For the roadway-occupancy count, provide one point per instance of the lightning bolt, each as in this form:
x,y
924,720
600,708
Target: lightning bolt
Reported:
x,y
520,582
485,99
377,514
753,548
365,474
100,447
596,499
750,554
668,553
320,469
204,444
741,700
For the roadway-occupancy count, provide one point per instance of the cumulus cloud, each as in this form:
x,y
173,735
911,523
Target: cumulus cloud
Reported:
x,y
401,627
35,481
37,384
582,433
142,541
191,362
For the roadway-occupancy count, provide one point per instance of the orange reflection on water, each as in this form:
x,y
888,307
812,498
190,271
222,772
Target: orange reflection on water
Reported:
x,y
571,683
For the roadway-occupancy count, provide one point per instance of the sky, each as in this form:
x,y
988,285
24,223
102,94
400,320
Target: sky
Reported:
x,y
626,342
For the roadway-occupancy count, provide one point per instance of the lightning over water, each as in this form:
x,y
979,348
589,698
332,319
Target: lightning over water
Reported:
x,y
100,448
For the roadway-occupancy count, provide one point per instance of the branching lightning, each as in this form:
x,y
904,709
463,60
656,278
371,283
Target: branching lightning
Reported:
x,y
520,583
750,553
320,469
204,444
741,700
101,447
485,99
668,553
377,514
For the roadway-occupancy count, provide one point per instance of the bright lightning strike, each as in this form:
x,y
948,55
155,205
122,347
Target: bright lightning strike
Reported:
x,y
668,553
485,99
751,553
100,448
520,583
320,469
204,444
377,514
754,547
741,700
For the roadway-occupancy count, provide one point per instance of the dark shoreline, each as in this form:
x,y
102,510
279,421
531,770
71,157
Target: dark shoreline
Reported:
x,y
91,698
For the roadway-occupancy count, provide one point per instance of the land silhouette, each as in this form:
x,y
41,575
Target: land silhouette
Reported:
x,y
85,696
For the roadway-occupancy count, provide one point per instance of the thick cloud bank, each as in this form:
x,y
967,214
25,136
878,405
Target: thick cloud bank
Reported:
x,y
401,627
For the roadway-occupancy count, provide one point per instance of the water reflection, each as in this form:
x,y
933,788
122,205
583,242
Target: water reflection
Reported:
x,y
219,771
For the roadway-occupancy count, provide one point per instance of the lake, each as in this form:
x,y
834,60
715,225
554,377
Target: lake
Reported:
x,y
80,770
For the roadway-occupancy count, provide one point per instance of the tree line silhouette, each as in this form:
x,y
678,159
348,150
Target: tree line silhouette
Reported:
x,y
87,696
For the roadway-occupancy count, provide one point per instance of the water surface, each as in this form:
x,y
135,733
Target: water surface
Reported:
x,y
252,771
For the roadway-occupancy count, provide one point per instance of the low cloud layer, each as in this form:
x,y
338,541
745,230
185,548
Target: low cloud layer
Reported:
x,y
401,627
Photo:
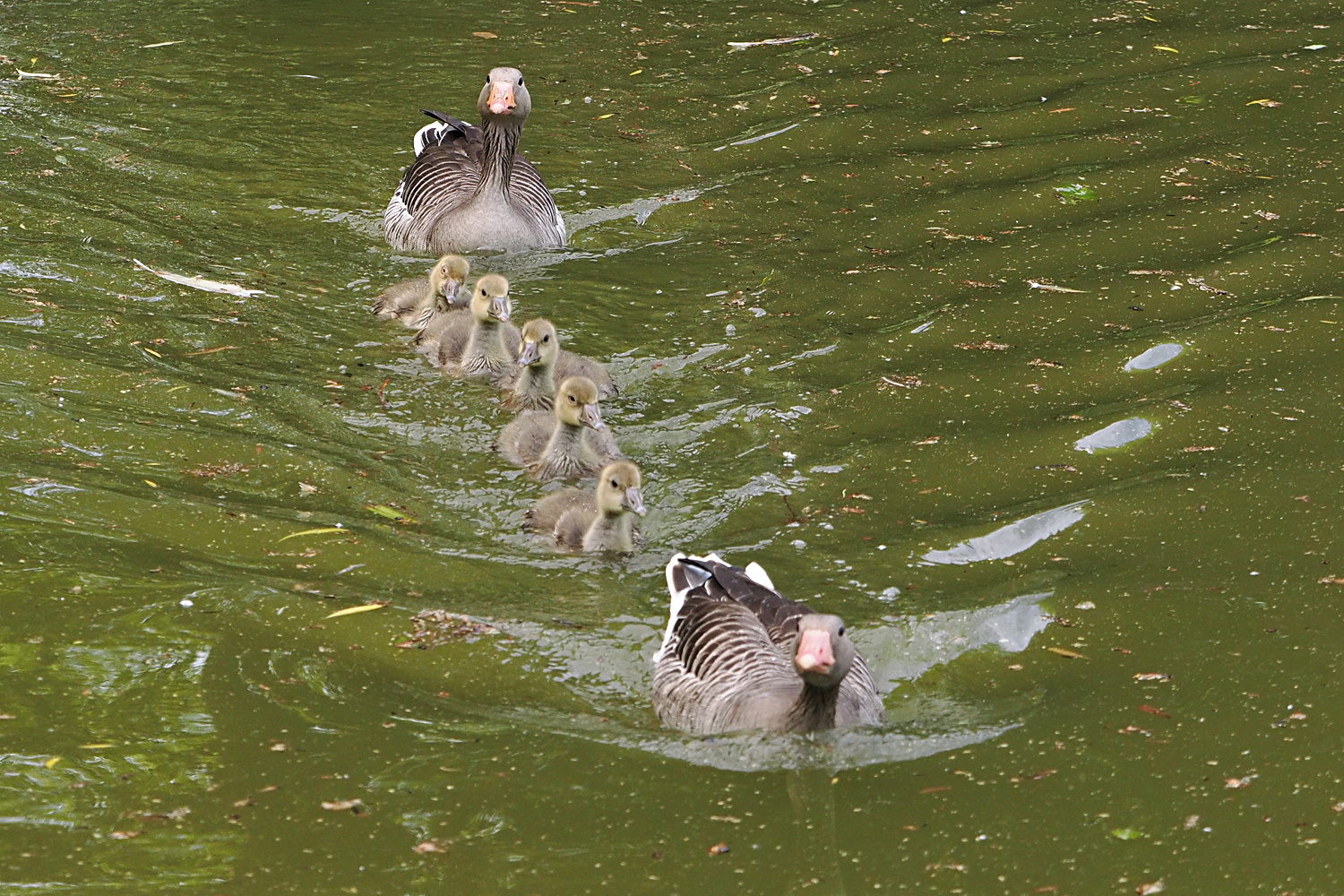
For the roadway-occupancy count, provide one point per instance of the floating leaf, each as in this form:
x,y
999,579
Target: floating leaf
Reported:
x,y
1066,653
349,611
1075,194
323,530
390,513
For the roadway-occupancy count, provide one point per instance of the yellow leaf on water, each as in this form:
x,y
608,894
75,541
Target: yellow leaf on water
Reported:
x,y
1066,653
349,611
323,530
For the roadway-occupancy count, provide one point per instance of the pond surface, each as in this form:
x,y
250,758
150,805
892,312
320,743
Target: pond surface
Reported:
x,y
865,293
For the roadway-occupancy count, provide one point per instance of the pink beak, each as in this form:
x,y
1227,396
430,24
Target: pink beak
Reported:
x,y
502,99
814,651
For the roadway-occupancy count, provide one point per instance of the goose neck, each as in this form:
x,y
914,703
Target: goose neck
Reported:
x,y
500,145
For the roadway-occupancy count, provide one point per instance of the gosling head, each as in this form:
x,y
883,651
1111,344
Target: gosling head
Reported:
x,y
446,279
618,489
491,301
575,403
823,654
504,99
540,344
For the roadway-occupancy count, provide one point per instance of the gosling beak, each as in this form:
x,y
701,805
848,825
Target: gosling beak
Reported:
x,y
529,354
814,651
502,99
591,417
634,501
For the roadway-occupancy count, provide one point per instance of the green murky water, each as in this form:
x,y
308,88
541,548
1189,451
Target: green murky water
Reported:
x,y
871,298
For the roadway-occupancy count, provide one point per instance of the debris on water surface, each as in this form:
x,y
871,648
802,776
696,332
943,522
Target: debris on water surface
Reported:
x,y
363,607
201,282
1050,288
392,513
902,382
771,42
1067,654
344,805
433,627
211,470
1074,194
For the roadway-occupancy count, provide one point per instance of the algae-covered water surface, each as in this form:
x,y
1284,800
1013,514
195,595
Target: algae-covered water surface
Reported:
x,y
1005,331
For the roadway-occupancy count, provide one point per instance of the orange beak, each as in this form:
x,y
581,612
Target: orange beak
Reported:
x,y
502,99
814,651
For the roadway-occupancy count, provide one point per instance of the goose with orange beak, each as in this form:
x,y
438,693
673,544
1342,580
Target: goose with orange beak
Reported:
x,y
470,188
738,656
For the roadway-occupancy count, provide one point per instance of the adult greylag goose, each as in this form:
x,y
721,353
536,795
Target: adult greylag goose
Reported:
x,y
542,363
478,343
594,520
572,443
468,187
738,656
416,301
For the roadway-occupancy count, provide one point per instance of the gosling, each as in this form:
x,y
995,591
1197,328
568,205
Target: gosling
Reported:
x,y
478,344
416,301
594,521
572,443
542,362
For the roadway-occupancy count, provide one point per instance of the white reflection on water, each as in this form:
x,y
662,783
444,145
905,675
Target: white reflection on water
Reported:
x,y
1115,435
1155,357
1011,538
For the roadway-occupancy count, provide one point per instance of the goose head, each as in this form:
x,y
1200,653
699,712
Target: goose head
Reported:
x,y
446,279
539,346
491,301
618,489
575,403
823,653
504,99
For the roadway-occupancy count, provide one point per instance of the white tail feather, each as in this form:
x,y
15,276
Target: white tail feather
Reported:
x,y
760,575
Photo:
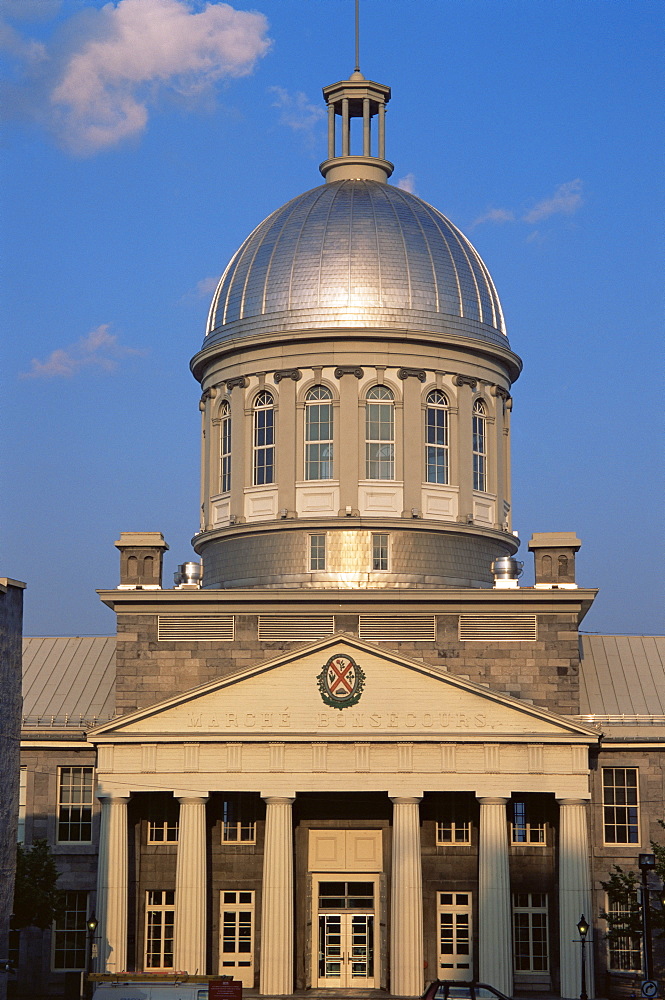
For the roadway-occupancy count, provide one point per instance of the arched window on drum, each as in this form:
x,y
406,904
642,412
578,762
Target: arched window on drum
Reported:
x,y
479,446
264,439
380,434
318,433
437,463
225,448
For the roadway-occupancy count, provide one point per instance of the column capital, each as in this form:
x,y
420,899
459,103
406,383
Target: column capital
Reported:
x,y
278,800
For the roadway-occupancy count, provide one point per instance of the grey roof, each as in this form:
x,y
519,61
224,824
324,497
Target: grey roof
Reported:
x,y
357,254
68,680
622,675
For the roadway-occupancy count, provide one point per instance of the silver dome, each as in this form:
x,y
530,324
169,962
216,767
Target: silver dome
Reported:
x,y
355,254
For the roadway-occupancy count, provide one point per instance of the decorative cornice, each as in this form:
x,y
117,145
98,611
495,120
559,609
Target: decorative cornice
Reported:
x,y
293,373
466,380
418,373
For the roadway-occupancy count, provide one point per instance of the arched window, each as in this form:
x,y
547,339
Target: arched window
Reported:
x,y
318,433
264,439
380,434
436,438
479,446
225,448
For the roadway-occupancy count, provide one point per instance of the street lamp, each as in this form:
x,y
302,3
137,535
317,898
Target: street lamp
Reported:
x,y
583,930
647,863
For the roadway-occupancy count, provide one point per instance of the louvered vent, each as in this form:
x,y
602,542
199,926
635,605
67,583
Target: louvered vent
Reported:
x,y
397,628
498,628
195,628
295,628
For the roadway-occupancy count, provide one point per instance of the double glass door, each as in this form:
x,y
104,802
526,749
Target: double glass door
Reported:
x,y
346,944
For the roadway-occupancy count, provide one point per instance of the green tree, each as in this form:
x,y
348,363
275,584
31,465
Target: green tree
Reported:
x,y
37,900
623,887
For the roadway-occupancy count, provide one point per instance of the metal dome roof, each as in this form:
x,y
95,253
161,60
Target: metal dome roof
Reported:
x,y
356,254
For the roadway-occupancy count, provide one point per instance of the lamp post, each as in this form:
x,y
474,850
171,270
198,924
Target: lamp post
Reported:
x,y
647,863
91,924
583,929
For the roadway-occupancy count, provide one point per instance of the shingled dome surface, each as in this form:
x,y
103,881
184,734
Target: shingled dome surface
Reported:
==========
Reproduce the lines from the one containing "of the lamp" through the end of the records, inclusive, renaming "lamp post" to "street light" and leaving everything else unchanged.

_RESULT BELOW_
For the roadway-occupancy count, provide one point per instance of the street light, each as in this form:
x,y
474,850
171,270
198,924
Target: street light
Reported:
x,y
647,863
91,924
583,929
For the roadway-occupancy count, provide one point per instance of the shingled dome surface, each as in this form:
x,y
103,881
184,734
Target: shingled dome surface
Reported:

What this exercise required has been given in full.